KURZE AUFGABE A: Schreib aus den Zeilen unter dem Textabschnitt den Bereich von der Zeile mit "Annotation guideline. For every instance of the arched" bis einschließlich der Zeile mit "[(11, 107), (27, 108)]" unverändert ab.

Im übrigen stellt das (Parlaments-)Gesetz in die Ermessensentscheidung des Rentenversicherungsträgers, ob eine bestimmte Leistung und ggf in welchem Umfang und auf welche Art und Weise sie zu gewähren ist. Der Versicherte hat gemäß § 39 Abs 1 Satz 2
SGB I einen Anspruch auf pflichtgemäße Ermessensentscheidung, jedoch keinen Anspruch auf eine bestimmte Leistung.
Hieran kann und soll § 7 Satz 1
KfzHV nichts ändern. Diese Vorschrift setzt voraus, daß - worauf noch einzugehen ist - der Versicherte und der Rehabilitationsträger in einem dialogischen Verwaltungsverfahren zuvor geklärt haben, daß die - anzuschaffende -
Kfz-Zusatzausstattung nicht nur objektiv im wesentlichen behinderungsbedingt, sondern zur Förderung des Rehabilitationszweckes auch erforderlich, ferner den besonderen Umständen des Einzelfalles angemessen sowie wirtschaftlich und - unter Beachtung des Grundsatzes der Gleichheit der Versicherten bei der Mittelverwendung - sparsam ist. Wenn und soweit eine vom Versicherten zur Anschaffung vorgesehene Zusatzausstattung diesen Anforderungen nicht genügt, also nicht notwendig ist, findet eine Kostenübernahme auch nach § 7 Satz 1
KfzHV nicht statt. Die Gewährung eines Zuschusses nach dieser Vorschrift setzt mithin eine Ermessensentscheidung des Rentenversicherungsträgers darüber voraus, ob und in welchem Umfang die vom Versicherten geplante Anschaffung einer behinderungsbedingten Zusatzausstattung als dem Rehabilitationsziel förderlich anerkannt wird. Eine derartige Entscheidung darf das SG nur in den Grenzen des § 54 Abs 2 Satz 2
SGG, also nur daraufhin überprüfen, ob Ermessensfehler vorliegen. Richtige Klageart ist also die (kombinierte Anfechtungs- und) Verpflichtungsklage. Zutreffend hat das
LSG erkannt, daß die Klage unbegründet ist.

VORLIEGENDE ZEILEN:
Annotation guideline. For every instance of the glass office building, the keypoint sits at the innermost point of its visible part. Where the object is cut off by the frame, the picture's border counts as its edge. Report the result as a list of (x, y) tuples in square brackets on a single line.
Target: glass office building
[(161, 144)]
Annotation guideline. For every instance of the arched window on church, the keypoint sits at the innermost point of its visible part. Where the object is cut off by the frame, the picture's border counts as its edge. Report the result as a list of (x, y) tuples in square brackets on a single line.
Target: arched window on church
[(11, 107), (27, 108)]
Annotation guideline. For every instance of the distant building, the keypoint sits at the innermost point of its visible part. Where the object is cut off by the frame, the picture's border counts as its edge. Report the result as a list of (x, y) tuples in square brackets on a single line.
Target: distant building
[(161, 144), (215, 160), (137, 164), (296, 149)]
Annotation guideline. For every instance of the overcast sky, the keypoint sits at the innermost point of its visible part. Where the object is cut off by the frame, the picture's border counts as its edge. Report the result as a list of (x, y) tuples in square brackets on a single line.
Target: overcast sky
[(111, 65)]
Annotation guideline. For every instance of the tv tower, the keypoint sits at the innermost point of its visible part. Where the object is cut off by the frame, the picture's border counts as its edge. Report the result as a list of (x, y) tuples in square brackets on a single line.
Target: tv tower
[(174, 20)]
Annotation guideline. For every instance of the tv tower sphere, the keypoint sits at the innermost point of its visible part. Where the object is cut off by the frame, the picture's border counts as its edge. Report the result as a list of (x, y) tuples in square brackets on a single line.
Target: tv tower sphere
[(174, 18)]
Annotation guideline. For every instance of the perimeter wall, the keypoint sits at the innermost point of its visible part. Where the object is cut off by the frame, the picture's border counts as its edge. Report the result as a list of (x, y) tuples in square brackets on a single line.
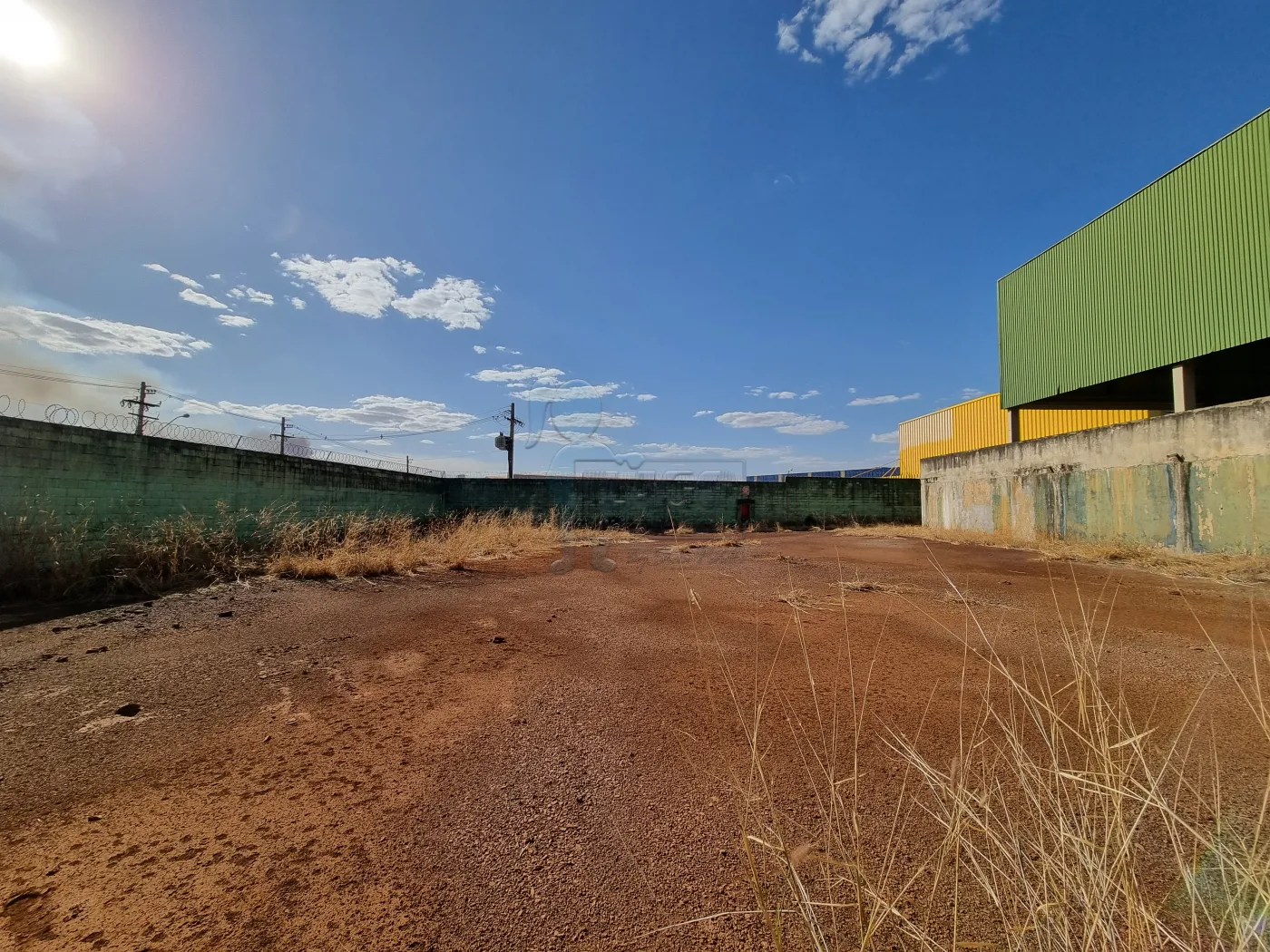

KURZE AUFGABE B: Welche Anforderungen muss die Kfz-Zusatzausstattung laut dem Textabschnitt erfüllen? Zähl alle auf.

RICHTIGE ANTWORT A:
Annotation guideline. For every instance of the arched window on church, the keypoint sits at the innermost point of its visible part. Where the object is cut off by the frame, the picture's border counts as its edge. Report the result as a list of (x, y) tuples in square brackets on a single line.
Target: arched window on church
[(11, 107), (27, 108)]

RICHTIGE ANTWORT B:
- objektiv im wesentlichen behinderungsbedingt
- zur Förderung des Rehabilitationszweckes erforderlich
- den besonderen Umständen des Einzelfalles angemessen
- wirtschaftlich
- sparsam (unter Beachtung des Grundsatzes der Gleichheit der Versicherten bei der Mittelverwendung)